- [Task statement]: Exactly as they appear, copy the lines of the listing from the one containing "Reviewer note. Confirm that each instance of the chili" through the final line, both included, and nothing else.

- [Supplied data]:
********
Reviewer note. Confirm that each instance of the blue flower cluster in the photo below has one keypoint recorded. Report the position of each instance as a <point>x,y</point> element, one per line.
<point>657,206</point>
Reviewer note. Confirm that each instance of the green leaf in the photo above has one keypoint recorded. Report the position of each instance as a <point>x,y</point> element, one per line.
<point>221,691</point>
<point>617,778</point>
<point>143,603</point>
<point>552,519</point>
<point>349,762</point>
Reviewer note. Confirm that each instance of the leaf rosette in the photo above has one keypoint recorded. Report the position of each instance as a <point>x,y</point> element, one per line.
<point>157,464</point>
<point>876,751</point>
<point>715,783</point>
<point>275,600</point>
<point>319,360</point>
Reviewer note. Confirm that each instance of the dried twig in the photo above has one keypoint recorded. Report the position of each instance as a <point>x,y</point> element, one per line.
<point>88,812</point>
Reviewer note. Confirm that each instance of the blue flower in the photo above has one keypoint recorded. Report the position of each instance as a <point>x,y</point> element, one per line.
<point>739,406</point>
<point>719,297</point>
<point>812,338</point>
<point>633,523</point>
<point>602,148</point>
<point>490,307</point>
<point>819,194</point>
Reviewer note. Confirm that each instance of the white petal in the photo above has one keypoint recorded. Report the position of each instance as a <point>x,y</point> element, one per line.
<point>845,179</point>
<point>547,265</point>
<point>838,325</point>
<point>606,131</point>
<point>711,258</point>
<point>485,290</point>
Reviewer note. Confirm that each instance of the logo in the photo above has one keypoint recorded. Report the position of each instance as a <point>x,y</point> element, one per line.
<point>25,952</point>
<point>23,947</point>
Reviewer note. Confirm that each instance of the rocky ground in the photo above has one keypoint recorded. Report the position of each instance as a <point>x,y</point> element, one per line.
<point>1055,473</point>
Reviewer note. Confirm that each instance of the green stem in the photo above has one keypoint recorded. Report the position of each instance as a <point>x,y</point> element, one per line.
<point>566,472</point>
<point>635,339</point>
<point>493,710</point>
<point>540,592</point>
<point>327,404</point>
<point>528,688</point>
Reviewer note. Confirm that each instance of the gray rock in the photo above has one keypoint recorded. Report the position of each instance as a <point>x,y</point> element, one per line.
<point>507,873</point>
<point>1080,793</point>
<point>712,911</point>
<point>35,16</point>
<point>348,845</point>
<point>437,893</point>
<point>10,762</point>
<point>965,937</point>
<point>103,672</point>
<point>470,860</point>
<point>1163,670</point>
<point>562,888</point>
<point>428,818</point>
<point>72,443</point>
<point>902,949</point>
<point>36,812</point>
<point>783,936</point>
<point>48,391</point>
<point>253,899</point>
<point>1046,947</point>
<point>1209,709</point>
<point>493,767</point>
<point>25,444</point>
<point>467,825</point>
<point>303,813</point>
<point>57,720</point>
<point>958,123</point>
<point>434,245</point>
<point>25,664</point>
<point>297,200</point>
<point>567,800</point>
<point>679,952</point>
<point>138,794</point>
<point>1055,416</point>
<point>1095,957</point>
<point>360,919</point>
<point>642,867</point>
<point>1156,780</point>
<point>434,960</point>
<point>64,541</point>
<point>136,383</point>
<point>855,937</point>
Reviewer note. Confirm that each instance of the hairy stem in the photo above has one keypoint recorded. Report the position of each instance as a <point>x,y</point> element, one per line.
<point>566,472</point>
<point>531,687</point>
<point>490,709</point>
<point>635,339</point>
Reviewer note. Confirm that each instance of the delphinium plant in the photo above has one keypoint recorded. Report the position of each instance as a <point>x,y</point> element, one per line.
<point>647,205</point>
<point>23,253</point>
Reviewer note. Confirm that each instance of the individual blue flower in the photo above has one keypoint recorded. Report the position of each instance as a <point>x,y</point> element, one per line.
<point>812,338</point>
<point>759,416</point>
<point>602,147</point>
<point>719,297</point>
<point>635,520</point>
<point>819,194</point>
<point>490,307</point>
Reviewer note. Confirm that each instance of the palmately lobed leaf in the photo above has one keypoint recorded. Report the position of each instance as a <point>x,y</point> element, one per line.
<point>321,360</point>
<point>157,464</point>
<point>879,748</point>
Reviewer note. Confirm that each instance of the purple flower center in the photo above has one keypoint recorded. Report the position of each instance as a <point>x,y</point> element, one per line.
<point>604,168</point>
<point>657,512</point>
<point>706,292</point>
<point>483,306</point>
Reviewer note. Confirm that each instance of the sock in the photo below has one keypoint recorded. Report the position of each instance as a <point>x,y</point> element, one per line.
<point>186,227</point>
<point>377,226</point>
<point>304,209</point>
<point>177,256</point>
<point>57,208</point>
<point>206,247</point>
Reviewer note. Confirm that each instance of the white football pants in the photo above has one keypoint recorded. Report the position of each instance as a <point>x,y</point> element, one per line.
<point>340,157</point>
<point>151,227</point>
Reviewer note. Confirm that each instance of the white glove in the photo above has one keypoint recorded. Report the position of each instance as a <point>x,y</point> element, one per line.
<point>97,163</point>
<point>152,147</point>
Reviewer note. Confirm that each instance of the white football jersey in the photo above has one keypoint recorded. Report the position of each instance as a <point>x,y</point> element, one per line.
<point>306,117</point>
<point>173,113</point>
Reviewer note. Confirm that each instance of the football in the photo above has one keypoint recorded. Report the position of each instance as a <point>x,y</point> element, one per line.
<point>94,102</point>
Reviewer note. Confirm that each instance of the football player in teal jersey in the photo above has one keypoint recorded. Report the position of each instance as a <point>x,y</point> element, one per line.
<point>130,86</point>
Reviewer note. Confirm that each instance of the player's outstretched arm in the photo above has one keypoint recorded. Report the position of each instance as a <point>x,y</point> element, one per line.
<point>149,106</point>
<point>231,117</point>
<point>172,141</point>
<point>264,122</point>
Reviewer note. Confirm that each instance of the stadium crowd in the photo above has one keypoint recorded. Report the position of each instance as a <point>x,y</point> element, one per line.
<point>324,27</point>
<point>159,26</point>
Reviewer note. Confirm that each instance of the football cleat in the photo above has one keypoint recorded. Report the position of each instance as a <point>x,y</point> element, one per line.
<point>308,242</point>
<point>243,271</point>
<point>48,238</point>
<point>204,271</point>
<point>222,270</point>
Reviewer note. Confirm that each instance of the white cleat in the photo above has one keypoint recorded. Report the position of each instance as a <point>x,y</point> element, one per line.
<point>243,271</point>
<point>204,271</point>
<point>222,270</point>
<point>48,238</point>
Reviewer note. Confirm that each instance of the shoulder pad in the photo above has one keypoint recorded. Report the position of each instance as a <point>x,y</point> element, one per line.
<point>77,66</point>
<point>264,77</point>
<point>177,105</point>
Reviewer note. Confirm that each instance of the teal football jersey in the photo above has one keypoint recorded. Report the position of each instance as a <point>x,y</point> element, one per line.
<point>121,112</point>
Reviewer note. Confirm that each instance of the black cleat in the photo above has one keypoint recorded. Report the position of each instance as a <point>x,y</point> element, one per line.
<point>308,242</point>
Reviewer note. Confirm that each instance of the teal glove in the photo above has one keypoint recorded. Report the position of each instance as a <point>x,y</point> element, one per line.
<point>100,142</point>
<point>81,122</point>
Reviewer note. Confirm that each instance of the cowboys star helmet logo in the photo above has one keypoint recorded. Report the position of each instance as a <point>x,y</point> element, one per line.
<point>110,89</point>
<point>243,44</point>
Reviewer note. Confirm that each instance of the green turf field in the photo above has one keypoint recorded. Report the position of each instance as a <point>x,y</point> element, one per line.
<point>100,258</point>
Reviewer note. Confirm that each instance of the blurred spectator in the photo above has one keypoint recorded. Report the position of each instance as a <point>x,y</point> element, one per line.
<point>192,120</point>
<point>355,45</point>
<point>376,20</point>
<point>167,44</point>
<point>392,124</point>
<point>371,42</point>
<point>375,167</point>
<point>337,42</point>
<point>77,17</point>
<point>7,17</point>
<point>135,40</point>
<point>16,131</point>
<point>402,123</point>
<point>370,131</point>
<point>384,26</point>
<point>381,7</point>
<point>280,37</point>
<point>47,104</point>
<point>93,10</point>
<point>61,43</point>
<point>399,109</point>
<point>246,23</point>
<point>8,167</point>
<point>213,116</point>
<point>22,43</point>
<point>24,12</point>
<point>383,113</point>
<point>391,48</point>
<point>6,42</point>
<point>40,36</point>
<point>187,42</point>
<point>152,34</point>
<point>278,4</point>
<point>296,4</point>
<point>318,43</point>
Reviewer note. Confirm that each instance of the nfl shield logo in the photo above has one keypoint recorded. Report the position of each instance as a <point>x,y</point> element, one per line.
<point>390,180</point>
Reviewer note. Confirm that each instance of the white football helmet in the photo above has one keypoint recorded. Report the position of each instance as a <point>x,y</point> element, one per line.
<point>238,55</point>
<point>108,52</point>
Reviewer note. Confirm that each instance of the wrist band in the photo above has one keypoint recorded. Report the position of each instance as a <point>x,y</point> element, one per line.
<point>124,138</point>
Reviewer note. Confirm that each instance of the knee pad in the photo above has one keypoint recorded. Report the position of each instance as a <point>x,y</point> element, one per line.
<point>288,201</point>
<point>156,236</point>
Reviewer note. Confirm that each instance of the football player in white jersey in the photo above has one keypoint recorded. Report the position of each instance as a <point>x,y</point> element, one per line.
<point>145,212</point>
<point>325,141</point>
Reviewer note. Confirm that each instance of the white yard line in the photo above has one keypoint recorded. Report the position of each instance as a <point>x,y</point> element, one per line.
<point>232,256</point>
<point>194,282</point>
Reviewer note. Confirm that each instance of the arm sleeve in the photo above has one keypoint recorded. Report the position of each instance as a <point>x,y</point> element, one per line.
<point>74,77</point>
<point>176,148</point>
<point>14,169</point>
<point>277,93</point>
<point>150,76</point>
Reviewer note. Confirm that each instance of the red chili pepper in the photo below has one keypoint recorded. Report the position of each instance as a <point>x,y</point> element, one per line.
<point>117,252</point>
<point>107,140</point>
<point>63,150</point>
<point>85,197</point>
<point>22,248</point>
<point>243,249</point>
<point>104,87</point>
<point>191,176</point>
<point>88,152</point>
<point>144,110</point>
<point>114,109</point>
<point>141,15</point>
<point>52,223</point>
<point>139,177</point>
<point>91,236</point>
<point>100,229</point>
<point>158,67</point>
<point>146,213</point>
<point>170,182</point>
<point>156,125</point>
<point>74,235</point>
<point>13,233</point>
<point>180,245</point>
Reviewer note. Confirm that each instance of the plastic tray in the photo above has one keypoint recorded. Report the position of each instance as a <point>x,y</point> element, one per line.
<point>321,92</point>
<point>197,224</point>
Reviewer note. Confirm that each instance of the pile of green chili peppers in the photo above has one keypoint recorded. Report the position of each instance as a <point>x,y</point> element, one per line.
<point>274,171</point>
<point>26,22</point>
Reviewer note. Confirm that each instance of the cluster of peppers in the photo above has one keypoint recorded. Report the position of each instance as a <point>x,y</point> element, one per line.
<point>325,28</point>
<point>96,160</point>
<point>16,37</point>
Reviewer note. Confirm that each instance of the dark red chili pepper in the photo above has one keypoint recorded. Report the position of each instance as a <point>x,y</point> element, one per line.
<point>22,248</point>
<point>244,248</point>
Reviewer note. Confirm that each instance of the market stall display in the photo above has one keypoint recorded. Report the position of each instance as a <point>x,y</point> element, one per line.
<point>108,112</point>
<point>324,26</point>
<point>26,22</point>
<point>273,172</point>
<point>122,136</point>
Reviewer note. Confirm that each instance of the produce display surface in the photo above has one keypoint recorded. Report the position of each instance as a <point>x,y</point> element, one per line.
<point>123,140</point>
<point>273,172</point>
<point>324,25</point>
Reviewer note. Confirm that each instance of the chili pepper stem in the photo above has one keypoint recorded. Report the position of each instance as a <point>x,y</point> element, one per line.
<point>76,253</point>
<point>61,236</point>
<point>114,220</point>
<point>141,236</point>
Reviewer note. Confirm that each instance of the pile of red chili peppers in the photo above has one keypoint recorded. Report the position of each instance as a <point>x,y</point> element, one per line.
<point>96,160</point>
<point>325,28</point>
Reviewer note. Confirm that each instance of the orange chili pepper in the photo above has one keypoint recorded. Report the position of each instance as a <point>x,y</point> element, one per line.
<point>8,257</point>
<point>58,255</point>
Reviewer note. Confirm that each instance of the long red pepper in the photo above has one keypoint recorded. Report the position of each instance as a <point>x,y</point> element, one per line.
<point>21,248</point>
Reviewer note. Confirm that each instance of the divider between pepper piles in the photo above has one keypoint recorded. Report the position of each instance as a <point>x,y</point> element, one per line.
********
- [Exercise response]:
Reviewer note. Confirm that each instance of the chili pepper stem in the photo above has one keypoint recorded. Report the position of each instance as a <point>x,y</point> element, one per line.
<point>76,253</point>
<point>61,236</point>
<point>114,220</point>
<point>141,236</point>
Reviewer note. Confirm that each instance of the pile of red chili peppers in the photo above has one keypoint recorded. Report the position of each instance as a <point>x,y</point> element, one per line.
<point>96,160</point>
<point>325,28</point>
Reviewer note. Confirm that each instance of the orange chili pepper in the photo above has one keypoint recorded. Report the position of each instance as a <point>x,y</point> element, one per line.
<point>8,257</point>
<point>58,255</point>
Reviewer note. Confirm that each instance of the long red pepper in the photo above has one keypoint recorded. Report the position of each instance as a <point>x,y</point> element, one per line.
<point>21,248</point>
Reviewer note. Confirm that each instance of the divider between pepper piles in the photo above has one keypoint recorded. Report the position of each instance as a <point>x,y</point> element, one per line.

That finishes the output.